Every entry below is to be copied exactly as written.

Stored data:

▼▼▼

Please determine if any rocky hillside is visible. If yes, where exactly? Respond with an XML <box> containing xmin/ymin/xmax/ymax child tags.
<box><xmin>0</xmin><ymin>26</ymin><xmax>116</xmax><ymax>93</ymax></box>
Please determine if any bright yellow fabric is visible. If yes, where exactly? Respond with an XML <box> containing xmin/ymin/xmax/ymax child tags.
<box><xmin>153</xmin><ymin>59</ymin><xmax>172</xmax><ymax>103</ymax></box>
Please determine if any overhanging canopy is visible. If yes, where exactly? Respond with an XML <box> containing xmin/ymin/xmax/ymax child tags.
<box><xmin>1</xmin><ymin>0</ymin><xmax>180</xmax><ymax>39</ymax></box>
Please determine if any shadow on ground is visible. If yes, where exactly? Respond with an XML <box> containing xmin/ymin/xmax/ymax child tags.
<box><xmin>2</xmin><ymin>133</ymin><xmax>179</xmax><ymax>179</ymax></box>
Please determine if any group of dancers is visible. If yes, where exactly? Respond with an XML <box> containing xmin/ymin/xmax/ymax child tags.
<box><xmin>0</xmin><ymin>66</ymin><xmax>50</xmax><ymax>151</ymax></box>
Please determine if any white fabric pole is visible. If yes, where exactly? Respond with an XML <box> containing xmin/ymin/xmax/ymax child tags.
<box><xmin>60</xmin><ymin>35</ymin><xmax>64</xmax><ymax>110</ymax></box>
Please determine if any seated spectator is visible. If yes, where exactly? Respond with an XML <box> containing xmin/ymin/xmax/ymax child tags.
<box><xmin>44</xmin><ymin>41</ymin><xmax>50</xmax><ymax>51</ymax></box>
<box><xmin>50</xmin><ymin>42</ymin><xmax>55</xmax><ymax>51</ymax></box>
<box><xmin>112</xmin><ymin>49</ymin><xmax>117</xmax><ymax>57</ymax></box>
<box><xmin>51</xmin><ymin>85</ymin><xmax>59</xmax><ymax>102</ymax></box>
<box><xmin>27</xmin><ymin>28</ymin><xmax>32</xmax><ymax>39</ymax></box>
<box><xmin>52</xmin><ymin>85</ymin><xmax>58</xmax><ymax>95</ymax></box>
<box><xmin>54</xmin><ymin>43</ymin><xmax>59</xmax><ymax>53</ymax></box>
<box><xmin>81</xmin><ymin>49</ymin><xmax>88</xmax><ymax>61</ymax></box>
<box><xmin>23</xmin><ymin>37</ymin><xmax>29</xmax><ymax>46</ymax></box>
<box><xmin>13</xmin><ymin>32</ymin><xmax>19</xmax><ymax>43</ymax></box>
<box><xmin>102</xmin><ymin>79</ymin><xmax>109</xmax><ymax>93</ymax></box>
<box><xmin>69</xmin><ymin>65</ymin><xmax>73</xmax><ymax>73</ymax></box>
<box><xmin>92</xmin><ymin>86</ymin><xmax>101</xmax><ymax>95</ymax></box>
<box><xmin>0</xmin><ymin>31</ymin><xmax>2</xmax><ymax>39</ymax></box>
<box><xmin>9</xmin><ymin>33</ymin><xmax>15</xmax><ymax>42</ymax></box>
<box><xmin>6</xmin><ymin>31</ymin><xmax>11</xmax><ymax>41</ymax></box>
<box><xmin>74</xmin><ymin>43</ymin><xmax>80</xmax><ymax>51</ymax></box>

▲▲▲

Response area:
Please determine if any rocky hillside is visible. If yes, where exactly? Respond with an XML <box> containing xmin/ymin/xmax/ymax child tags.
<box><xmin>0</xmin><ymin>26</ymin><xmax>116</xmax><ymax>93</ymax></box>
Please determine if any bright yellow fabric is visible. If yes, where exactly? Respond with an XML <box> containing xmin/ymin/xmax/ymax child tags.
<box><xmin>153</xmin><ymin>59</ymin><xmax>172</xmax><ymax>103</ymax></box>
Please determine if any overhanging canopy is visible. If yes, where exactly? Respond with an XML <box> containing xmin/ymin/xmax/ymax child tags.
<box><xmin>1</xmin><ymin>0</ymin><xmax>180</xmax><ymax>39</ymax></box>
Please determine if any shadow on ground is visible. If yes, where exactly? Respond with an XML <box> containing xmin/ymin/xmax/ymax child tags.
<box><xmin>2</xmin><ymin>133</ymin><xmax>179</xmax><ymax>179</ymax></box>
Please determine if any group of dancers is visible. If yes, where exactly? Respond with an XML <box> containing xmin/ymin/xmax/ymax child tags.
<box><xmin>0</xmin><ymin>66</ymin><xmax>50</xmax><ymax>151</ymax></box>
Please determine if any white fabric pole is visible. If yes, where exactly? Respond with an XML <box> containing xmin/ymin/xmax/ymax child tags.
<box><xmin>60</xmin><ymin>35</ymin><xmax>64</xmax><ymax>110</ymax></box>
Please determine if any seated spectator is visible. If yes, where exactly? Respond with an XML <box> containing xmin/ymin/xmax/ymax child tags.
<box><xmin>44</xmin><ymin>41</ymin><xmax>50</xmax><ymax>51</ymax></box>
<box><xmin>50</xmin><ymin>42</ymin><xmax>55</xmax><ymax>51</ymax></box>
<box><xmin>112</xmin><ymin>49</ymin><xmax>117</xmax><ymax>57</ymax></box>
<box><xmin>51</xmin><ymin>85</ymin><xmax>59</xmax><ymax>102</ymax></box>
<box><xmin>27</xmin><ymin>28</ymin><xmax>32</xmax><ymax>39</ymax></box>
<box><xmin>52</xmin><ymin>85</ymin><xmax>58</xmax><ymax>95</ymax></box>
<box><xmin>54</xmin><ymin>43</ymin><xmax>59</xmax><ymax>53</ymax></box>
<box><xmin>81</xmin><ymin>49</ymin><xmax>88</xmax><ymax>61</ymax></box>
<box><xmin>23</xmin><ymin>37</ymin><xmax>29</xmax><ymax>46</ymax></box>
<box><xmin>13</xmin><ymin>32</ymin><xmax>19</xmax><ymax>43</ymax></box>
<box><xmin>102</xmin><ymin>79</ymin><xmax>109</xmax><ymax>93</ymax></box>
<box><xmin>69</xmin><ymin>65</ymin><xmax>73</xmax><ymax>73</ymax></box>
<box><xmin>92</xmin><ymin>86</ymin><xmax>101</xmax><ymax>95</ymax></box>
<box><xmin>0</xmin><ymin>31</ymin><xmax>2</xmax><ymax>39</ymax></box>
<box><xmin>9</xmin><ymin>33</ymin><xmax>15</xmax><ymax>42</ymax></box>
<box><xmin>6</xmin><ymin>31</ymin><xmax>11</xmax><ymax>41</ymax></box>
<box><xmin>74</xmin><ymin>43</ymin><xmax>80</xmax><ymax>51</ymax></box>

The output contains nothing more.